● Aim: Please update the listing below by changing every "Guideline" to "Instruction" and keeping everything else the same. Leave the pictures out of your version.

(Coordinate labeling data)
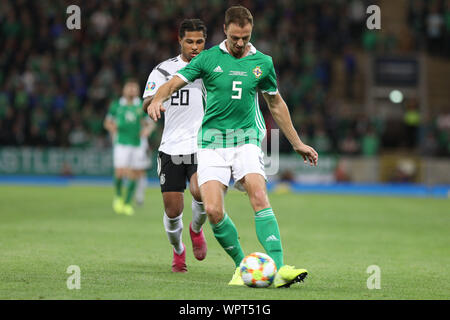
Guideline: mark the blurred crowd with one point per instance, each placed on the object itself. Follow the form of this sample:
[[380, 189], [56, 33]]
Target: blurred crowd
[[56, 84]]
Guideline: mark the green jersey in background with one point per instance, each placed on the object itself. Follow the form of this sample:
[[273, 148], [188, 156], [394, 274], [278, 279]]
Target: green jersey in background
[[128, 119]]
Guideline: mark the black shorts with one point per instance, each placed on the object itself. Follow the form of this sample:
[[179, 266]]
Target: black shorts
[[174, 171]]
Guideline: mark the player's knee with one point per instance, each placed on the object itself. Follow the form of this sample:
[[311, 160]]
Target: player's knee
[[173, 209], [215, 213], [259, 199]]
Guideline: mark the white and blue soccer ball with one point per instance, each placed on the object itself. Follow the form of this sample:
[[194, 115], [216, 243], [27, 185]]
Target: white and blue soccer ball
[[258, 270]]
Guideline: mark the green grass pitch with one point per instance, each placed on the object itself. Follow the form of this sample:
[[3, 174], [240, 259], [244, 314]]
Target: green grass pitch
[[43, 230]]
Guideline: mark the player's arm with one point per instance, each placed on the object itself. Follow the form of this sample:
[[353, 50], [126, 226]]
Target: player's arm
[[164, 93], [281, 115], [147, 127], [146, 103]]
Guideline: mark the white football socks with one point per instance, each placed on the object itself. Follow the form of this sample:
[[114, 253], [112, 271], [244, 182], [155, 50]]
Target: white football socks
[[174, 229], [198, 215]]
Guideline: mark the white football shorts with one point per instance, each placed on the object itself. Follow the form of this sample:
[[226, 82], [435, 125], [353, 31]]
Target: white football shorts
[[222, 163]]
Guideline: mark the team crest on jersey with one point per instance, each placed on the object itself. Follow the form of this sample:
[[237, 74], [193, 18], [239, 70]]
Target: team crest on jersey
[[151, 86], [257, 72]]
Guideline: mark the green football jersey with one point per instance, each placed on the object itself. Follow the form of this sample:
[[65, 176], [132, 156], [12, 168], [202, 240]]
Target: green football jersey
[[232, 115], [128, 119]]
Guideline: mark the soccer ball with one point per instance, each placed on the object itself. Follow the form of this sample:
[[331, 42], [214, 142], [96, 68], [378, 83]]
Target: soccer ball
[[258, 270]]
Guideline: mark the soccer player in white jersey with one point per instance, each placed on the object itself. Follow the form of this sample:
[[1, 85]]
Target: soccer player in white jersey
[[231, 135], [177, 160]]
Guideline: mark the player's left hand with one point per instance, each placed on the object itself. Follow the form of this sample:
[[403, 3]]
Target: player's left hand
[[154, 110], [308, 153]]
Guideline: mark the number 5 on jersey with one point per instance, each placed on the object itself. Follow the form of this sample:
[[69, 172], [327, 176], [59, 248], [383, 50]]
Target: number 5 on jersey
[[237, 89]]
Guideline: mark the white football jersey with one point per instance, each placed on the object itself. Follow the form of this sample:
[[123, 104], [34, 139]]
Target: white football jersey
[[184, 110]]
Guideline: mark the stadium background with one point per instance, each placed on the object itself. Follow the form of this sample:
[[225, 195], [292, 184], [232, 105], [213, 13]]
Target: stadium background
[[56, 84], [339, 80]]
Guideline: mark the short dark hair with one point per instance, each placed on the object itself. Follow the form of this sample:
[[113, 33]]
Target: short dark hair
[[131, 80], [239, 15], [191, 25]]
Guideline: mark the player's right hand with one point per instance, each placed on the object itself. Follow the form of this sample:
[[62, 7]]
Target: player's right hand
[[154, 110], [308, 153]]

● Answer to the exercise:
Instruction: mark the blurred crowd with one point per instance, each placed on the object itself. Follow the form of this sample:
[[380, 189], [56, 33]]
Target: blurred crowd
[[56, 84]]
Instruction: mark the green jersey in background with one point per instance, each placed on the object itself. Follow the form of this sample:
[[273, 148], [188, 156], [394, 274], [278, 279]]
Target: green jersey in background
[[128, 119]]
Instruction: mark the black shorts with one point per instance, each placed on the object itself. Follow the form of this sample:
[[179, 266]]
Target: black shorts
[[174, 171]]
Instruction: mark the player's knee with one point per instance, each placed on the object itself. Follow the form of this sample:
[[311, 160]]
Target: player's knee
[[173, 209], [215, 213], [259, 199]]
Instruction: mark the white and blue soccer ball with one point per instance, each placed on the object itself. Follow the form of this sample:
[[194, 115], [216, 243], [27, 185]]
Target: white and blue soccer ball
[[258, 270]]
Instruction: mark the green grass pitch with one point per instance, each placed on the object itself. Follow the form of this sample:
[[3, 174], [240, 259], [244, 314]]
Target: green grass pitch
[[43, 230]]
Instruction: mark the player's arm with one point per instance, each placed on the object itself. Follow the form of this sample:
[[353, 50], [126, 226]]
Target: player's arm
[[164, 93], [281, 115], [147, 127], [146, 103]]
Instruction: mark the white football socks with one point per instance, each placed on the object itself. Follow the form of this sample:
[[114, 253], [112, 271], [244, 182], [155, 50]]
Target: white football socks
[[174, 229], [198, 215]]
Instruction: mark the white football shorts with one point per instance, each placed on the object itself. Follow the form of this sample:
[[226, 82], [435, 125], [353, 31]]
Target: white football shorts
[[222, 163]]
Instruction: mark the team crest on jersey with one point per instance, each placed on the object itself. Follow the form of this sample:
[[237, 74], [193, 18], [239, 70]]
Target: team crest on jersey
[[151, 86], [257, 72]]
Instruction: mark the green football jersey with one point per instance, each placed on the object itself. Follow the form of this sample:
[[65, 176], [132, 156], [12, 168], [202, 240]]
Target: green football jersey
[[232, 115], [128, 119]]
Instruction: mark the soccer ball with one point per instance, each placed on the object itself. Follow the form of this sample:
[[331, 42], [214, 142], [96, 68], [378, 83]]
Target: soccer ball
[[258, 270]]
Instruction: mark the soccer player in white jersey with one point per instance, each placed on the object itself. Follow the form of this sample:
[[1, 85]]
Target: soccer player in white jersey
[[231, 135], [177, 160]]
Instruction: mark the player's left hand with one point per instance, each placed on the object itself. Follow the form of this sample:
[[403, 3]]
Target: player's left hand
[[154, 110], [308, 153]]
Instruction: mark the number 5 on jersey with one point per instance, each placed on the object itself. Follow the form of this sample:
[[69, 172], [327, 176], [59, 248], [383, 50]]
Target: number 5 on jersey
[[237, 89]]
Instruction: mark the white football jersey with one point per instance, each placed on the object itself. Follow the form of this sample:
[[123, 104], [34, 139]]
Target: white football jersey
[[184, 110]]
Instruction: mark the stadium background with one point per instance, each placed on the object itself. Follow the form of this sample:
[[225, 195], [292, 184], [232, 105], [213, 13]]
Target: stadium background
[[56, 84], [339, 80]]
Instruction: mark the short dark hair with one point per instance, each placed on the object itself. Follow the form of this sample:
[[113, 33]]
Target: short dark hair
[[131, 80], [239, 15], [191, 25]]
Instruction: mark the player's right hand with one point per instance, each placed on the object itself. Follow the form of this sample:
[[62, 7]]
Target: player's right hand
[[154, 110], [308, 153]]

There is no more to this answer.